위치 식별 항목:
((

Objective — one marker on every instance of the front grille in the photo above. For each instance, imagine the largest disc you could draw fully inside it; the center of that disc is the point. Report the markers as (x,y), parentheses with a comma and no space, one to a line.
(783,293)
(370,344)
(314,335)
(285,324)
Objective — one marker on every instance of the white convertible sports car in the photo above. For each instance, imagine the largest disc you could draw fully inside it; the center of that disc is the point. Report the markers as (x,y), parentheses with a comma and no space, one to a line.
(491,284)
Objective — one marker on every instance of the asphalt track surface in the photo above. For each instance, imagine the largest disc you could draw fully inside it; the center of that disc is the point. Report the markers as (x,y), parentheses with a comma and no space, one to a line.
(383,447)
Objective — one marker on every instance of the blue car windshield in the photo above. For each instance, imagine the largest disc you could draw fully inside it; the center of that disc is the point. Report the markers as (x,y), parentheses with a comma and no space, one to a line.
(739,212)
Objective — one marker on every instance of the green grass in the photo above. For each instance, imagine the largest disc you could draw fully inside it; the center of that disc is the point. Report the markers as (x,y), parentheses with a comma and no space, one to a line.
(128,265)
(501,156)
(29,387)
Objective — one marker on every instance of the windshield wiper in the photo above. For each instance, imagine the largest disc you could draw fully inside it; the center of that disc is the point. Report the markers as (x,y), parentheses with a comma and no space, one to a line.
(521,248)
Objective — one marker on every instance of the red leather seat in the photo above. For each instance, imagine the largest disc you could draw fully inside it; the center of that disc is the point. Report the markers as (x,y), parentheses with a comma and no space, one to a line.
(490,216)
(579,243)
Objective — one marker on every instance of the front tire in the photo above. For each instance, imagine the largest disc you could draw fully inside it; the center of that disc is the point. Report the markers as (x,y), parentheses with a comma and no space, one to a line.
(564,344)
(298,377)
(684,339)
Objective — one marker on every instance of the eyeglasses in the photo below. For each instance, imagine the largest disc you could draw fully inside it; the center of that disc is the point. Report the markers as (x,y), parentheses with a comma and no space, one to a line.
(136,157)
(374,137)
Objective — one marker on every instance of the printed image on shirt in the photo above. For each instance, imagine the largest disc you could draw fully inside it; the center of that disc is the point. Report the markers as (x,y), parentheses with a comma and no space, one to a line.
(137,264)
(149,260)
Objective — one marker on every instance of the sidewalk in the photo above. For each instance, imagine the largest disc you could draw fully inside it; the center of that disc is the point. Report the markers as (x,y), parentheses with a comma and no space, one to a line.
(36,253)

))

# 주어진 요청
위 목록의 모든 줄을 글자 하나 바꾸지 않고 그대로 돌려주시오.

# 완료된 과제
Objective — one marker on every instance of the front grille in the photo above. For each instance, imagine the largest disc you could draw fully inside it; the center of that disc is the point. Report the markers as (x,y), parentheses with a comma and no space, one to a line.
(783,293)
(370,344)
(314,335)
(285,324)
Objective — one marker on every instance of the white convertible sports car in the photo above. For each instance, imagine the largest disc you could draw fully inside it; the center of that disc is the point. Report the markers as (x,y), parentheses with a comma and no space, one to a line.
(491,284)
Objective — one marker on every instance of the asphalt track surface in the photo above. For each instance, imagine the largest disc you could draw fully inside it; the center of that disc is the point. Report the markers as (x,y), parentheses with a comma and no space, one to a line.
(383,447)
Objective — one marker on every instance of the blue car windshield in the photo above. For each instance, imagine the largest disc you could draw fully inside it; the center of that disc is the point. Report the markers as (x,y), parentheses with a comma and no space, one to a line.
(739,212)
Objective — one marker on every instance of the green grass in the photo above. For each instance, imagine the largest disc you could draw fully inside it; the center of that disc is the point. Report the markers as (x,y), parentheses with a comma and no space, one to a line.
(128,265)
(501,156)
(29,387)
Objective — one marker on every instance of the windshield wiper in the photo above. For each instance, imagine the largest disc you could draw fully inside it; the center of that disc is the point. Report the markers as (x,y), parentheses with a comma and no space, one to a line.
(521,248)
Objective — one marker on every instance of the red leather seat in the photo above. For each instance, imagine the largest disc you could draw fully inside it; the center of that disc is the point. Report the markers as (x,y), parentheses with a comma and no space, one to a line.
(490,216)
(579,243)
Objective — one marker on every instance of the front tire in the photo above. For each instance, imagine the largest disc you could draw fully inside it; the center of that disc is the point. Report the markers as (x,y), parentheses with a comma and no space, one to a line.
(564,344)
(298,377)
(684,339)
Objective — one marker on every instance of the eyeglasses in the photo below. For each instance, imagine the largest disc you could draw fully inside it; the center of that disc is the point. Report the markers as (x,y), parentheses with a comma and no space, one to a line.
(136,157)
(374,137)
Objective — one marker on every instance of the printed image on shirt in the photo above. For each instance, imagine the largest disc you could draw fully inside it; the center of that disc is the point. Report the markers as (x,y), parentheses with a comma and no space, one to a line.
(137,264)
(149,260)
Objective — one marker on every instance of the sidewalk in the photo above. For each instance, imagine the largest disc you could draw fully inside it; the center of that disc is the point. Report the markers as (x,y), parentheses with a comma and no space, one to a line.
(36,253)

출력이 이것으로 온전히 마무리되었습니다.